Required work: Reproduce the material below without any change, from the line containing "Expected: for every instance of the decorative" through the end of the material.

Information provided:
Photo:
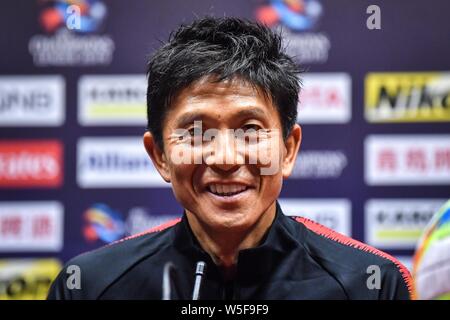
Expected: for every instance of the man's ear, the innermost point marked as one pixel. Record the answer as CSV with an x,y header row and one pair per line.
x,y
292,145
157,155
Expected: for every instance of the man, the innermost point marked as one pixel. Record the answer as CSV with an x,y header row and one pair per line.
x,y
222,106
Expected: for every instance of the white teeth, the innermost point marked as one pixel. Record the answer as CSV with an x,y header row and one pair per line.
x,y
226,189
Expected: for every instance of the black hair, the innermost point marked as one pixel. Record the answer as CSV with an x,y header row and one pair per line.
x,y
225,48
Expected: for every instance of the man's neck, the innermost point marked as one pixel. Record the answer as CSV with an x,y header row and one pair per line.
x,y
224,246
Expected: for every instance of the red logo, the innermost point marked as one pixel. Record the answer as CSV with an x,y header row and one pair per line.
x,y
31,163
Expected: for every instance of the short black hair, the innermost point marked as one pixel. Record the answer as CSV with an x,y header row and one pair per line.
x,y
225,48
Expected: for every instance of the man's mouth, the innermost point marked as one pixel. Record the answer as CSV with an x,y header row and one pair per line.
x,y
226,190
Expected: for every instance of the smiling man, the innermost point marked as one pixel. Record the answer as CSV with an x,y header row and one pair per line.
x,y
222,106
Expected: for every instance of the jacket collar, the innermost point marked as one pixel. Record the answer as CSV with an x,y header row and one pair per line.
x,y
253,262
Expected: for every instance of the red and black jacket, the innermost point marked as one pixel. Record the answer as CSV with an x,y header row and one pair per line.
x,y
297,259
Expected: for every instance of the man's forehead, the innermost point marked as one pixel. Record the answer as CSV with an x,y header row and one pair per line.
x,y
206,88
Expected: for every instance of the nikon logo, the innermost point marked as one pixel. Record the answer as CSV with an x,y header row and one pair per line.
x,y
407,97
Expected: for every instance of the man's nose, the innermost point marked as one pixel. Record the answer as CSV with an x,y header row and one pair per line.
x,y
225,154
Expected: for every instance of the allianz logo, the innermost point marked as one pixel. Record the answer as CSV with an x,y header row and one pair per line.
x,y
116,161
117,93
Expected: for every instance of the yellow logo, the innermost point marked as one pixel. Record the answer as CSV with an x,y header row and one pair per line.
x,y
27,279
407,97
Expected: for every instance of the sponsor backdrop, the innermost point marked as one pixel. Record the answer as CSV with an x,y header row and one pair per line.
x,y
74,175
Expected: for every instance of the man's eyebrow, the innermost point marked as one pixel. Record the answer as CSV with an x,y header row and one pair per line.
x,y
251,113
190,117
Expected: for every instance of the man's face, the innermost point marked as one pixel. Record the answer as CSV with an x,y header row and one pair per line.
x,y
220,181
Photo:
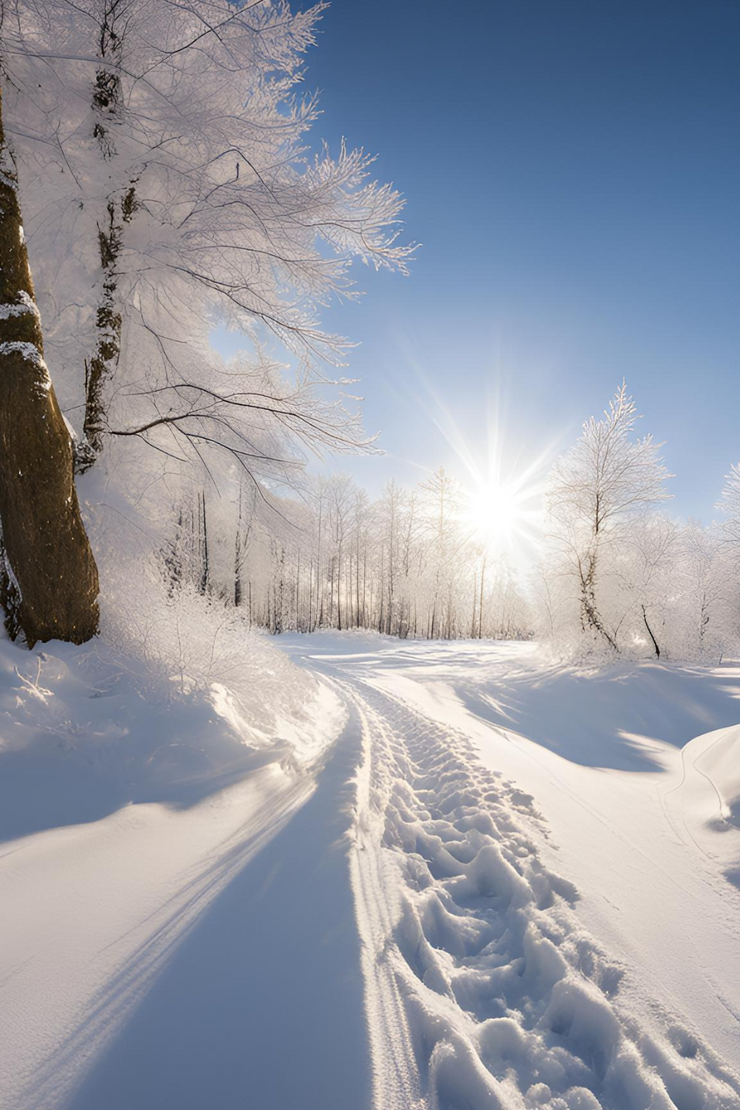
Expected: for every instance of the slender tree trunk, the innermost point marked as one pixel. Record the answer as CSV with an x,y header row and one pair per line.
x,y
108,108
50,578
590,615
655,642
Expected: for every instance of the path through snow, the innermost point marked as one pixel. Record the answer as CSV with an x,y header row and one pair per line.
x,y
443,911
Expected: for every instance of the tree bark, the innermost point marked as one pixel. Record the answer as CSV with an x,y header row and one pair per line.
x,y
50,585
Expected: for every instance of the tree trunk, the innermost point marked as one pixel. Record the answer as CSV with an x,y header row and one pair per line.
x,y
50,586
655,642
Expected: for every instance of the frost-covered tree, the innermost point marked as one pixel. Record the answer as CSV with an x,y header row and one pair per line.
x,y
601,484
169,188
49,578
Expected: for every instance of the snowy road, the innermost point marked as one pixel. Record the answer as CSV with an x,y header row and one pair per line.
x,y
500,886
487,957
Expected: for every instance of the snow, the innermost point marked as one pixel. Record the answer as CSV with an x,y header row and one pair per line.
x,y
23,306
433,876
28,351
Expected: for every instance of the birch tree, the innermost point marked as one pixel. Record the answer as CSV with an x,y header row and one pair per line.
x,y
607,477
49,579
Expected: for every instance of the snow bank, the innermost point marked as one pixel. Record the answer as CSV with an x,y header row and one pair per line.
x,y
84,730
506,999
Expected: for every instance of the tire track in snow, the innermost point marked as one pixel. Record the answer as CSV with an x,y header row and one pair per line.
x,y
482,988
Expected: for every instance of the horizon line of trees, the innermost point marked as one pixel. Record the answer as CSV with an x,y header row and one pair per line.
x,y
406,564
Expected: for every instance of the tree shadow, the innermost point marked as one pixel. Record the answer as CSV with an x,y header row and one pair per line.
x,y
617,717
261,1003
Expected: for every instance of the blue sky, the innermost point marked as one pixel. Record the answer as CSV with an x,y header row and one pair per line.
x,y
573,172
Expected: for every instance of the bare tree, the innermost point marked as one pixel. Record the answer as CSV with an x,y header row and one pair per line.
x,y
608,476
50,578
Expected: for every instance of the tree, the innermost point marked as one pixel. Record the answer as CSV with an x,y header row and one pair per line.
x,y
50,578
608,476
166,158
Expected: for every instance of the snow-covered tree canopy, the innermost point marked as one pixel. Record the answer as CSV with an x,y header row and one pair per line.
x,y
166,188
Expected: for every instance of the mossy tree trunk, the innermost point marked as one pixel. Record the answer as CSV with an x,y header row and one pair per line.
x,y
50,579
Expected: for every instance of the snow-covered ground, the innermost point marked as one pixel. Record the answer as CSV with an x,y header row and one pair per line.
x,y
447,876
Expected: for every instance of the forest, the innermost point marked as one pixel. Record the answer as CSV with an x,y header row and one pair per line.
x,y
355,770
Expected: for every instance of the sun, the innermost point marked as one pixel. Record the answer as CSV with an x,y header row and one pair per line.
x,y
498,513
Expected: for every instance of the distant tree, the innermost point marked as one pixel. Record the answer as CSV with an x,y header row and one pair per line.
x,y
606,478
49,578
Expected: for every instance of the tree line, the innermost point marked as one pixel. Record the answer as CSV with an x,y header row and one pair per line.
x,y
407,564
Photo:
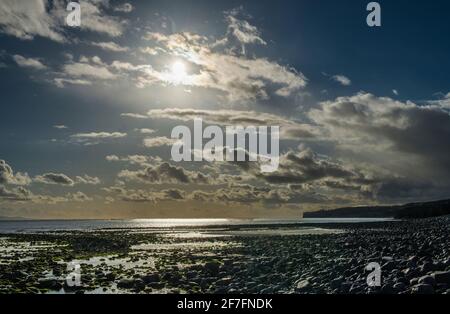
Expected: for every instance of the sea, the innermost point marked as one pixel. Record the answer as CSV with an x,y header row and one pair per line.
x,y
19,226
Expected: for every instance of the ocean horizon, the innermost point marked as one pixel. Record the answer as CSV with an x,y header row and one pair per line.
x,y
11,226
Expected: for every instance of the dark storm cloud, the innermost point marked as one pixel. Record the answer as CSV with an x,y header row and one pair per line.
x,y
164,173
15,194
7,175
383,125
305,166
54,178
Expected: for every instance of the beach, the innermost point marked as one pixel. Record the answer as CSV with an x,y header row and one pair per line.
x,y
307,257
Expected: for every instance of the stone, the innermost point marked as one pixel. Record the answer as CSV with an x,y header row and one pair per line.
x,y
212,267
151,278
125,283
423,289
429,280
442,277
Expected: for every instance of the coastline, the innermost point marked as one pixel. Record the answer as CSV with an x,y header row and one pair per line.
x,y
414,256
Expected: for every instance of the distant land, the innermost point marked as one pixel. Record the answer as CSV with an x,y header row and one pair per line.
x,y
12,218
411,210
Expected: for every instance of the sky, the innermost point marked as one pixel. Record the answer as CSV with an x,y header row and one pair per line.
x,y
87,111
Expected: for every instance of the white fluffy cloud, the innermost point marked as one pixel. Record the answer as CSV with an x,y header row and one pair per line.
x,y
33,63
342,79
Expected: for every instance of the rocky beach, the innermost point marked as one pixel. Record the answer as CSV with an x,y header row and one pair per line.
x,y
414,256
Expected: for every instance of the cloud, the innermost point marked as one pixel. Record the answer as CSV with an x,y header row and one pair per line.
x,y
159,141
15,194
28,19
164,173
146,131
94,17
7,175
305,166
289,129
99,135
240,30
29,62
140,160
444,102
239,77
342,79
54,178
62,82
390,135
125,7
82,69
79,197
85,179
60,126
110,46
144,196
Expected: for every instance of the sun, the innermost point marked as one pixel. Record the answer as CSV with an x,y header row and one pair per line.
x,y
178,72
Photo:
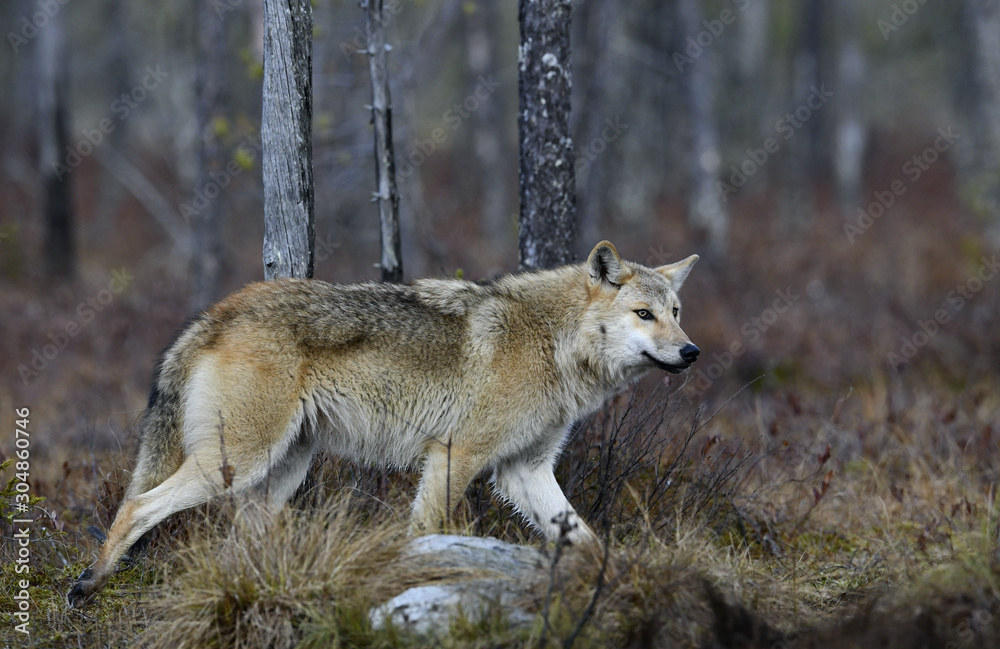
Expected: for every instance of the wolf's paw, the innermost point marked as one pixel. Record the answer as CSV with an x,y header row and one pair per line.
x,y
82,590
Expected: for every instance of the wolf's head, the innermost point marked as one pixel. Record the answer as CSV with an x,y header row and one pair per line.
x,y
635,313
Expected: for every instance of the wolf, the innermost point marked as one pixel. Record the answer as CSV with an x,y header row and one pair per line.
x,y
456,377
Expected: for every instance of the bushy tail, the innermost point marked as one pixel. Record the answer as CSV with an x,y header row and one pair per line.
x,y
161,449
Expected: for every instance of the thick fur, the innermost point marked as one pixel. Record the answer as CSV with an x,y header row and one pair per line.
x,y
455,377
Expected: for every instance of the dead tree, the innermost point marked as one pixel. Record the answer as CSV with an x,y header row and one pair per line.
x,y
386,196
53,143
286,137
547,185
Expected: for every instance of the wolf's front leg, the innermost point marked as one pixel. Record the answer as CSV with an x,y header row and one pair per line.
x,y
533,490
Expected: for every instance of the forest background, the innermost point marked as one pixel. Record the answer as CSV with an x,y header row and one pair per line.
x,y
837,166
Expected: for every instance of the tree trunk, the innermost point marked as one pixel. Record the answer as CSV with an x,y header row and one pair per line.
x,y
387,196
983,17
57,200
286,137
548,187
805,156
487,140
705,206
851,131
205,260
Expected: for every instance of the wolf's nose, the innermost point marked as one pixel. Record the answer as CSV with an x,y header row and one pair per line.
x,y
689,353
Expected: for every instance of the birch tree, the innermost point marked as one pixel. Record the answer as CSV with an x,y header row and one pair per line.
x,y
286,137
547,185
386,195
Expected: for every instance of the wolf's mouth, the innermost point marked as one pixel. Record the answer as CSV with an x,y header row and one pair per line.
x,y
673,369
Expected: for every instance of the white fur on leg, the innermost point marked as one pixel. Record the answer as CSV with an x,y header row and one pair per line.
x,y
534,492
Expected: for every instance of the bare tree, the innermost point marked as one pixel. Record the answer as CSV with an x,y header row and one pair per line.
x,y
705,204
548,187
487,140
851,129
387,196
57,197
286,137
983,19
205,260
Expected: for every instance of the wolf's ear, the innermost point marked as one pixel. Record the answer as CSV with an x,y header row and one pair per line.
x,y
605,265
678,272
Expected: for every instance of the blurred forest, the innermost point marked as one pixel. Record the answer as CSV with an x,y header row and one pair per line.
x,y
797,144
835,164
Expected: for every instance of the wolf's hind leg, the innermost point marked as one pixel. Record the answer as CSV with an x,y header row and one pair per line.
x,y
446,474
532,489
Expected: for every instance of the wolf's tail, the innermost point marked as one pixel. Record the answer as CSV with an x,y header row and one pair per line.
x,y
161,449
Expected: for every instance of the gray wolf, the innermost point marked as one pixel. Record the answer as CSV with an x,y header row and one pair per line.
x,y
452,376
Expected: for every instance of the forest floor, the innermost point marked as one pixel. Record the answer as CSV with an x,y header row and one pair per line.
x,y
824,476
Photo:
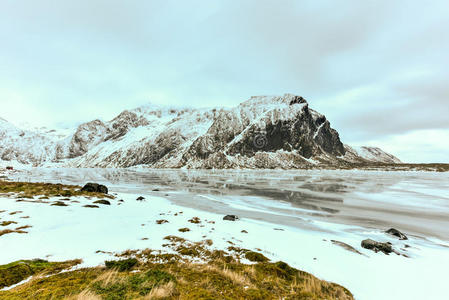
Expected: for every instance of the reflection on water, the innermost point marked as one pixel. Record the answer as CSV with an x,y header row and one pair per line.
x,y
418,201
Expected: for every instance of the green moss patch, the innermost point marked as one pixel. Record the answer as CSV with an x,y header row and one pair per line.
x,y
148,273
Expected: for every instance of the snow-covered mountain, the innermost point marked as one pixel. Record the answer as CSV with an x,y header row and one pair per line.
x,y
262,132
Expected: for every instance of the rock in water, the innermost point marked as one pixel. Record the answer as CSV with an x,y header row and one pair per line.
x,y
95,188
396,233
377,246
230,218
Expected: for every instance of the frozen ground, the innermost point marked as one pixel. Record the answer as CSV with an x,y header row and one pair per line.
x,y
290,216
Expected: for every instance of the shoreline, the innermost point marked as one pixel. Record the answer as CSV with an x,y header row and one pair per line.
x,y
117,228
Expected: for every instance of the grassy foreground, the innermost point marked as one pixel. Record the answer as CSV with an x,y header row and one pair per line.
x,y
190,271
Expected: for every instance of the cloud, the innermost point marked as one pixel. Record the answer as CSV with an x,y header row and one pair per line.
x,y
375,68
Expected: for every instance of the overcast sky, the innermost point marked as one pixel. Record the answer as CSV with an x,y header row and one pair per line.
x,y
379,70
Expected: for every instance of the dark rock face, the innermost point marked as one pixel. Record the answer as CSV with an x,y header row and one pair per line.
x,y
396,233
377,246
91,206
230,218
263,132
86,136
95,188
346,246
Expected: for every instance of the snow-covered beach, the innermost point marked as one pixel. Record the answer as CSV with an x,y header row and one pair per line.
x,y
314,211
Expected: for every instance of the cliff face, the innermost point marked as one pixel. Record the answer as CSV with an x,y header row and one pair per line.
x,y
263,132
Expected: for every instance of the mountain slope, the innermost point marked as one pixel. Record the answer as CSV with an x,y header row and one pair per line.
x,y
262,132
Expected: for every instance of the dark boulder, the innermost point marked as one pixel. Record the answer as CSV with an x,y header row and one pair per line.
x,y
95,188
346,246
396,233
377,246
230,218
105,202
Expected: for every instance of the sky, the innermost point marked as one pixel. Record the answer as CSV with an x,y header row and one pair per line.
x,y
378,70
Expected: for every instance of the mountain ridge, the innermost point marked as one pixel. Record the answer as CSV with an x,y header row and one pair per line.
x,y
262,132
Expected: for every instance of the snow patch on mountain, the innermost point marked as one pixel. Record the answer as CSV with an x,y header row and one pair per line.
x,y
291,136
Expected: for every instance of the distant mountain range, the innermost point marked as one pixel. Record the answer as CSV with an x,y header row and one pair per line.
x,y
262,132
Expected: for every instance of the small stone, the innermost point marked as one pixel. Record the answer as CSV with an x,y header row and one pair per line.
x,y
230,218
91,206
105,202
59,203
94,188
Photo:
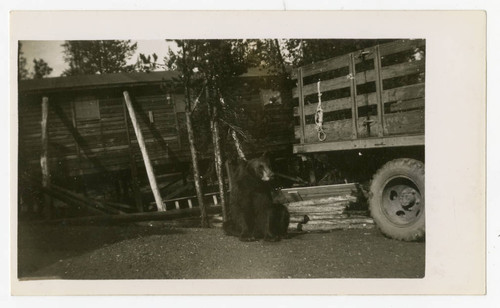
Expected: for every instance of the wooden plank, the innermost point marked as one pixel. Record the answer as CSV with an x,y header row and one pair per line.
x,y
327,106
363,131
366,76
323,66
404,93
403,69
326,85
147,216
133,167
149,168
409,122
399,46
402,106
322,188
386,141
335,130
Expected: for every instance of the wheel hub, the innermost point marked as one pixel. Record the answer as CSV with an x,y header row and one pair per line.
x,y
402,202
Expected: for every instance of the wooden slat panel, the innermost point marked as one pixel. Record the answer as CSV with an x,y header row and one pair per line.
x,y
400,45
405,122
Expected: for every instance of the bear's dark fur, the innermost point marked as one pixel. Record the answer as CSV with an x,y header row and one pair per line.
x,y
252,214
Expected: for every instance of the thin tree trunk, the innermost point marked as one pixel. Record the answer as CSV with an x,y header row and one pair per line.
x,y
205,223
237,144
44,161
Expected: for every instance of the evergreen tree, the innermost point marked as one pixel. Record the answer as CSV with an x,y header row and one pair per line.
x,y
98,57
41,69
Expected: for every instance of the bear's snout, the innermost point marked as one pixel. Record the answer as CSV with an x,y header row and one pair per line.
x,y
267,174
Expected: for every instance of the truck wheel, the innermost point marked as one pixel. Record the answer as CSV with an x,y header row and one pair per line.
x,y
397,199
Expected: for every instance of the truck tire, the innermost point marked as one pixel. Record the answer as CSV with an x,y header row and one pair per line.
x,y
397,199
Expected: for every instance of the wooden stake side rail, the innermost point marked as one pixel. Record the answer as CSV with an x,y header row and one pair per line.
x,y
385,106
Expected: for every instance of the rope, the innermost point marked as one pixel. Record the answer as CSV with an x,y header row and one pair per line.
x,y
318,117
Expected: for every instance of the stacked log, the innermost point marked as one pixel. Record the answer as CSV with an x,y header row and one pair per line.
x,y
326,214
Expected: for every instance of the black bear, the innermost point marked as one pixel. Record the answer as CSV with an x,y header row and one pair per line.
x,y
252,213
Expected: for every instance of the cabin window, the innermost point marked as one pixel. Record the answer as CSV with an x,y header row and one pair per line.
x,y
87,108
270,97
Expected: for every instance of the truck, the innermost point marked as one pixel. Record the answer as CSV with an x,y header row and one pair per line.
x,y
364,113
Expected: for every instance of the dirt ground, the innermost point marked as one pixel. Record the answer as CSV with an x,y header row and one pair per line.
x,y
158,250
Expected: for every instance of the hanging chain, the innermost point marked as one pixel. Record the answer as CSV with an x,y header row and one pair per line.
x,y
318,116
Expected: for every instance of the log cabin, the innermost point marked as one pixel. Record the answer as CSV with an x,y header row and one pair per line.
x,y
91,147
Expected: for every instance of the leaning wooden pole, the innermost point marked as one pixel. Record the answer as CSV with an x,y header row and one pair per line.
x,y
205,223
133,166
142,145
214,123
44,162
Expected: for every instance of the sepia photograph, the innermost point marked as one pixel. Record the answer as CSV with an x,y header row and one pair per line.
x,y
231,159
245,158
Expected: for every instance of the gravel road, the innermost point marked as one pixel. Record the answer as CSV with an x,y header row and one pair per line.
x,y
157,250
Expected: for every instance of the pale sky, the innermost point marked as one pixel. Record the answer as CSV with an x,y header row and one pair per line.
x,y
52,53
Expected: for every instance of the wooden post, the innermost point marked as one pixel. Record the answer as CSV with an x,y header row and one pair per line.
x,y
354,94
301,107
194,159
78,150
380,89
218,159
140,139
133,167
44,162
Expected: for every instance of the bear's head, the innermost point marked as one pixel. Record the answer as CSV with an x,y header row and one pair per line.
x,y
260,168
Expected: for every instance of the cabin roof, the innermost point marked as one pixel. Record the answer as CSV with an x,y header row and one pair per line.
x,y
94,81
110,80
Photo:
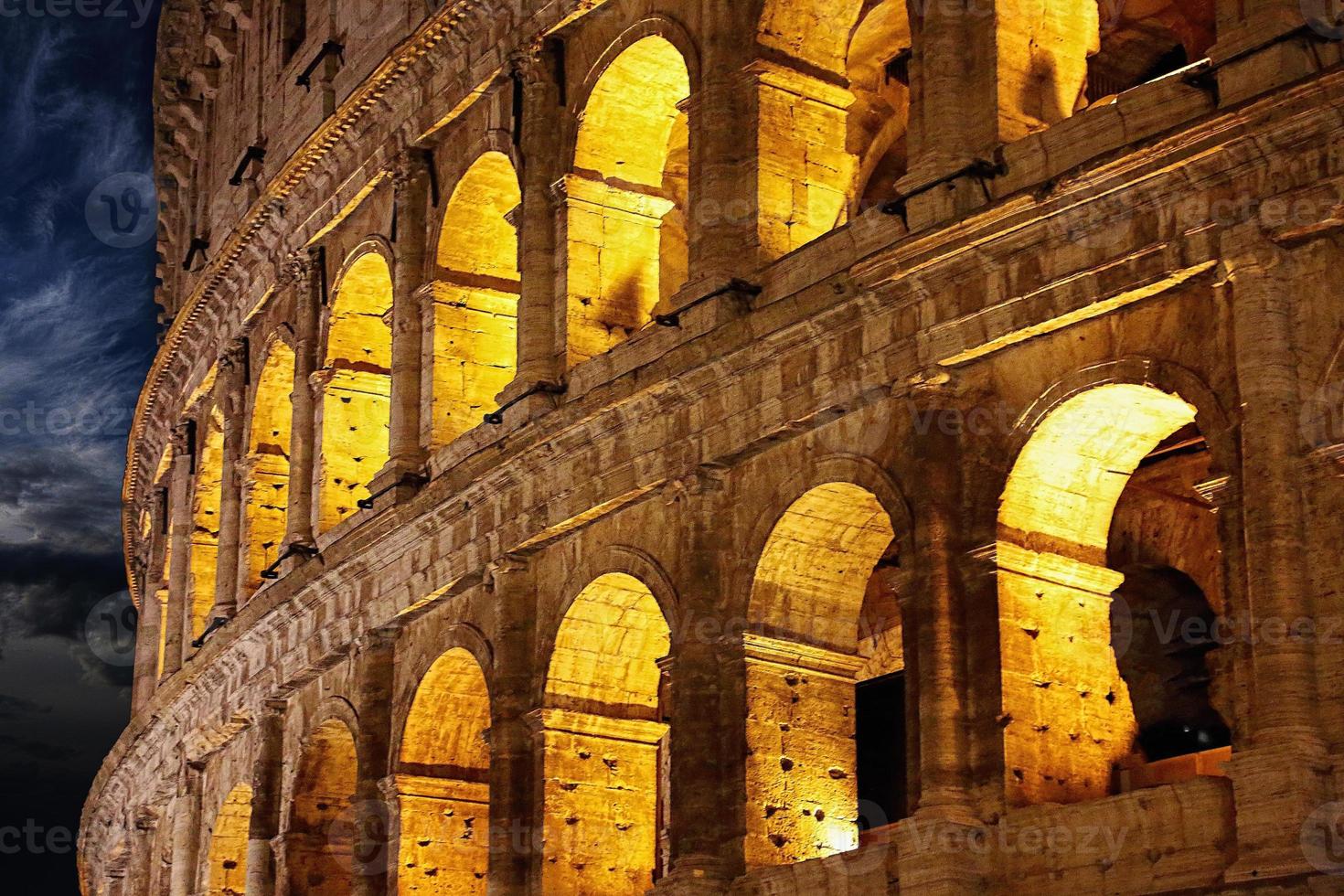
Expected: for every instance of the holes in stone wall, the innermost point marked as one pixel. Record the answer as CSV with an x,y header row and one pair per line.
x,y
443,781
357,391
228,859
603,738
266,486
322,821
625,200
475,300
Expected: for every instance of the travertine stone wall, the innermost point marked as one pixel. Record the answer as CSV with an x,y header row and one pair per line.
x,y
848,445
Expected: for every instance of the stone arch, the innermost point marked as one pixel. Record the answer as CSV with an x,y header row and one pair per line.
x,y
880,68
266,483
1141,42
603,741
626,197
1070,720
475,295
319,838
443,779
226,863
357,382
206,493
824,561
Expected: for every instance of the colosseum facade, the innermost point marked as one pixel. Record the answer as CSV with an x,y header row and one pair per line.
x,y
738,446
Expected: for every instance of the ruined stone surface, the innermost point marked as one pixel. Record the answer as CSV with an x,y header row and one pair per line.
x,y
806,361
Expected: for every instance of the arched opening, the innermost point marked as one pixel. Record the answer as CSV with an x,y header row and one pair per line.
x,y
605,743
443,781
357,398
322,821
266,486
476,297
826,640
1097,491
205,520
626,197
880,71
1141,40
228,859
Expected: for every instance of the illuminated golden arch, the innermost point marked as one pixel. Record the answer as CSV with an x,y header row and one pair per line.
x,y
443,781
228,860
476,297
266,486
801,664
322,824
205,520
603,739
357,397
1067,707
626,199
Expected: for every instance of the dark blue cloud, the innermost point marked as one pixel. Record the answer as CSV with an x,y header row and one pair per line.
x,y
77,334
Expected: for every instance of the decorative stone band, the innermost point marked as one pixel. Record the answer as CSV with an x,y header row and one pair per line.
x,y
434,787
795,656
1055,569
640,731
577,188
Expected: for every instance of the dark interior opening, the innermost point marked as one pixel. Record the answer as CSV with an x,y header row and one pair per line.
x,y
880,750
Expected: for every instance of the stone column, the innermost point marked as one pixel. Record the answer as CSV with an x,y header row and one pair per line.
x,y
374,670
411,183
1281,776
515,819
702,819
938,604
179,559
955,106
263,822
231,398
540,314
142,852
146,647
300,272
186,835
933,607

Result of the exercise:
Expected: for every instance of the decorative stone band, the innermost point marked as one pixel. Record the answer as CSV with an x,y header row and one pair per line.
x,y
434,787
795,656
1055,569
640,731
577,188
Expected: for every instance of the dark interior opening, the innermost point marked as one pixel. Record the answer as CSV with an x,y header row and one pair per line.
x,y
880,750
Expected: for every instance of the stone column, the innermost point marked as one pixel. Record the answer as CSV with an x,y header row and one pair per line.
x,y
374,670
411,183
1281,776
515,819
702,819
938,604
179,559
955,106
263,822
231,398
540,314
142,852
146,647
300,272
186,835
933,607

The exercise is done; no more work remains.